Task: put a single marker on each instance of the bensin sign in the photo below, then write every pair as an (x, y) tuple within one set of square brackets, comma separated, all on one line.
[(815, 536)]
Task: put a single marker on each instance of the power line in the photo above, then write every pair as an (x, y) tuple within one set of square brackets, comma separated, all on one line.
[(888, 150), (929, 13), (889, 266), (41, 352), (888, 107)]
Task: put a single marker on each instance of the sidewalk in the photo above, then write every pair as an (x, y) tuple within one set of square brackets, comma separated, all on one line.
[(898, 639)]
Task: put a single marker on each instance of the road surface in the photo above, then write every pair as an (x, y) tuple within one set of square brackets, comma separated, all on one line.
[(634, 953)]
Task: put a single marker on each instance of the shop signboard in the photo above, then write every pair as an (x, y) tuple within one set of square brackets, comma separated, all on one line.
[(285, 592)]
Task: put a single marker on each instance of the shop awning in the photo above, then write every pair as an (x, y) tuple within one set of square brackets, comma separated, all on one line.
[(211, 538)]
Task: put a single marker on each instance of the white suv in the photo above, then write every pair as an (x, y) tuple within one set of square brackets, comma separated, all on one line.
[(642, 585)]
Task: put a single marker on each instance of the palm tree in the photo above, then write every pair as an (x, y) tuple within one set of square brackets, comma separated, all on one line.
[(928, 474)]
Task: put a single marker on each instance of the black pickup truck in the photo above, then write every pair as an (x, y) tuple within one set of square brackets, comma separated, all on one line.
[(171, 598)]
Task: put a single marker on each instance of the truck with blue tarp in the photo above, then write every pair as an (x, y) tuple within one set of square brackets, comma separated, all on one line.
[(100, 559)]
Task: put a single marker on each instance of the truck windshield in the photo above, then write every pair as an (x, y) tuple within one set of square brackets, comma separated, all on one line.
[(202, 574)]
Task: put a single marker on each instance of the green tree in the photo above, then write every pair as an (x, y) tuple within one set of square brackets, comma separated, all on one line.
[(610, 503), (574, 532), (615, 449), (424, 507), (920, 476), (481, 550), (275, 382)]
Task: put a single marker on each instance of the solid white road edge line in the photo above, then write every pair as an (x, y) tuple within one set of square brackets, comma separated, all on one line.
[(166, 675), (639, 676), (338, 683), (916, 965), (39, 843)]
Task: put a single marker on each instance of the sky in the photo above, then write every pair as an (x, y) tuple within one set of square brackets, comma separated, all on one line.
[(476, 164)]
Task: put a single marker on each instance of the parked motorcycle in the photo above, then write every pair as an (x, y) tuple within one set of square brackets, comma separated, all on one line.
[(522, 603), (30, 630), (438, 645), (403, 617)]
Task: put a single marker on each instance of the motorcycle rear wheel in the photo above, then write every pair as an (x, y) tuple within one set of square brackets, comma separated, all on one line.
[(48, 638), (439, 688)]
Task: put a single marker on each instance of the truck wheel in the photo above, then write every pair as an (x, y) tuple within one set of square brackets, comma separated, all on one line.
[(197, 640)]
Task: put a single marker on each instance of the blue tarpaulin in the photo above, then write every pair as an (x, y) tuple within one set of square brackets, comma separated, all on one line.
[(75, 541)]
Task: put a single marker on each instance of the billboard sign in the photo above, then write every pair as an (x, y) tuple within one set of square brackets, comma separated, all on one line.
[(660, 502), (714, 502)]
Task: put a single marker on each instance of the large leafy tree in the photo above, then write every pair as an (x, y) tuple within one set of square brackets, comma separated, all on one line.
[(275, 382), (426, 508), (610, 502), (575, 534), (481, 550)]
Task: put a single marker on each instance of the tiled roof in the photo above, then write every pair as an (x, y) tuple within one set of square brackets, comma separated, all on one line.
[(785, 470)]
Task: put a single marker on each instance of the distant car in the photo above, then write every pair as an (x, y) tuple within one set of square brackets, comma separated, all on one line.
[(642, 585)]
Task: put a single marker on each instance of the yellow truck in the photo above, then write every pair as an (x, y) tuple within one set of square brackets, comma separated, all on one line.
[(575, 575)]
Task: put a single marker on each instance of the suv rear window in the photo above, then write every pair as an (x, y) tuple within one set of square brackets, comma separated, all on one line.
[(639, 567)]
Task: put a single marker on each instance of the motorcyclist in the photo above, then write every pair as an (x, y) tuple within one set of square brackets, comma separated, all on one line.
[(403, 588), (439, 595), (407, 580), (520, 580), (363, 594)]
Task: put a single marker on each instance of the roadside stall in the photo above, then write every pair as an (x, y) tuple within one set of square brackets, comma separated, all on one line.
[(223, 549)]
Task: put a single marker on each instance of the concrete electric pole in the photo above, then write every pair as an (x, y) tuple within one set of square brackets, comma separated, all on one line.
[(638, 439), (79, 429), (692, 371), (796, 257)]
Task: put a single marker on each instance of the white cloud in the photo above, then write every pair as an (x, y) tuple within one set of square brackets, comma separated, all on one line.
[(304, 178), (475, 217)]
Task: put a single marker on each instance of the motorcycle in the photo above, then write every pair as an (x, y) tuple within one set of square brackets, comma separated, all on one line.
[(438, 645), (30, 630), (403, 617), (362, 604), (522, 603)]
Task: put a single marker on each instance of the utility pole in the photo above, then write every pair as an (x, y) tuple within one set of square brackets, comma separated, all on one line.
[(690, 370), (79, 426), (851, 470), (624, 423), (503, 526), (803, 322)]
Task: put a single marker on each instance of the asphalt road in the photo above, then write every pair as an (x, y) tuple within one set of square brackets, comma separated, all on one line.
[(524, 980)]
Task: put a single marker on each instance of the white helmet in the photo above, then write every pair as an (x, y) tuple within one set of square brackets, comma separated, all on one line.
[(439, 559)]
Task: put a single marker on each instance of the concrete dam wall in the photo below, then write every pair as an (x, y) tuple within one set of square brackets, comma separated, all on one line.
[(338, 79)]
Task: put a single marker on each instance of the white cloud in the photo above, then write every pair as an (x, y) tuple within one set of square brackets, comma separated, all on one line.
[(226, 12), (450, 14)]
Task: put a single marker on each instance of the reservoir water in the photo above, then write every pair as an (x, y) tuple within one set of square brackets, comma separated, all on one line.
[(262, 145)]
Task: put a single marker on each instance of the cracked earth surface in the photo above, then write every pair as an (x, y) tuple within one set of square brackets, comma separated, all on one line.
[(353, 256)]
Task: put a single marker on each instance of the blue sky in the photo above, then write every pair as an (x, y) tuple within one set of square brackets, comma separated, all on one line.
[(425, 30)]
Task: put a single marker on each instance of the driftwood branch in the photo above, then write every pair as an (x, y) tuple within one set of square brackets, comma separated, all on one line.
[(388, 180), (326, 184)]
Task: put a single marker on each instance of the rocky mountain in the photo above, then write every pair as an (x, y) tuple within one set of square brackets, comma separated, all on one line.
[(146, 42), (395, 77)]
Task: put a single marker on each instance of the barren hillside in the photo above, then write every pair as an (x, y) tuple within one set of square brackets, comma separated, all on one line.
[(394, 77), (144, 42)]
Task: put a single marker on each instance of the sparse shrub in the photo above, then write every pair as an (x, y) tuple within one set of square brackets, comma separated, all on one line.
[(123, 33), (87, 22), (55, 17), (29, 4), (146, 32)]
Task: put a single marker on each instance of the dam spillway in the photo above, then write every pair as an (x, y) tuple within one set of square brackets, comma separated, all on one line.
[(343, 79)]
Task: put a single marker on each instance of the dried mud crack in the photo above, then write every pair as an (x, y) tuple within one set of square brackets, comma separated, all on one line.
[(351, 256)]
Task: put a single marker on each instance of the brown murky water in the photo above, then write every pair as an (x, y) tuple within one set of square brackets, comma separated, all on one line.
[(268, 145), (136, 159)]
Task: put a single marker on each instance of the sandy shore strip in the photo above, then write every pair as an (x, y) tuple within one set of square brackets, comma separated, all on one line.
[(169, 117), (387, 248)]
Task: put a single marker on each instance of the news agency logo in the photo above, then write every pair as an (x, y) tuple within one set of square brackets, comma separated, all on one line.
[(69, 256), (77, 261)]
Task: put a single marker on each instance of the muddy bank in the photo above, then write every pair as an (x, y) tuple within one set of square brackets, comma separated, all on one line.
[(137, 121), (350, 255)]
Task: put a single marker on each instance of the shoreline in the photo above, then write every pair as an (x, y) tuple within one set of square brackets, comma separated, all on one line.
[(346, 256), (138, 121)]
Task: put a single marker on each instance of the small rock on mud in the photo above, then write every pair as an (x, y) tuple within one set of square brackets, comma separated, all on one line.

++++++++++

● The problem: Would you transcribe, unchanged, every line of the material from the one containing "Task: put a single marker on each instance of the brown" to the very end, including both, and nothing else?

● Finished task:
Task: put a single marker on each instance of the brown murky water in the photo above, then write every pair as an (x, y) tuple within one set of square brackets, comma separated, all on one line.
[(268, 145), (136, 159)]
Task: put a single marker on each instance of the sandy shore strip in the photo above, then write every pair as an (x, y) tuple within one set of square brackets, comma separated, all on one line.
[(169, 117), (387, 248)]
Task: put a single marker on each instance of the news agency logo in the photo above, then write every pair as an (x, y) tuple within one set of square brackets, comma separated, all on one line.
[(69, 256), (77, 261)]
Task: put a single marker on each instance of the muddy bank in the photo above, then write every pair as an (x, y) tuple within one set of square brackets, comma separated, all on one line.
[(137, 121), (350, 255)]
Task: put a single marker on each instance of the shoreline in the photo above, then write every pair as an (x, y) tuple within one set of square brackets, comma separated, all on one line.
[(346, 256), (138, 121)]
Task: put a single marker on each instance of the small rock on mud in the photo above, then write every pair as an (x, y) tuple within one set of square brackets, comma separated, all on one line.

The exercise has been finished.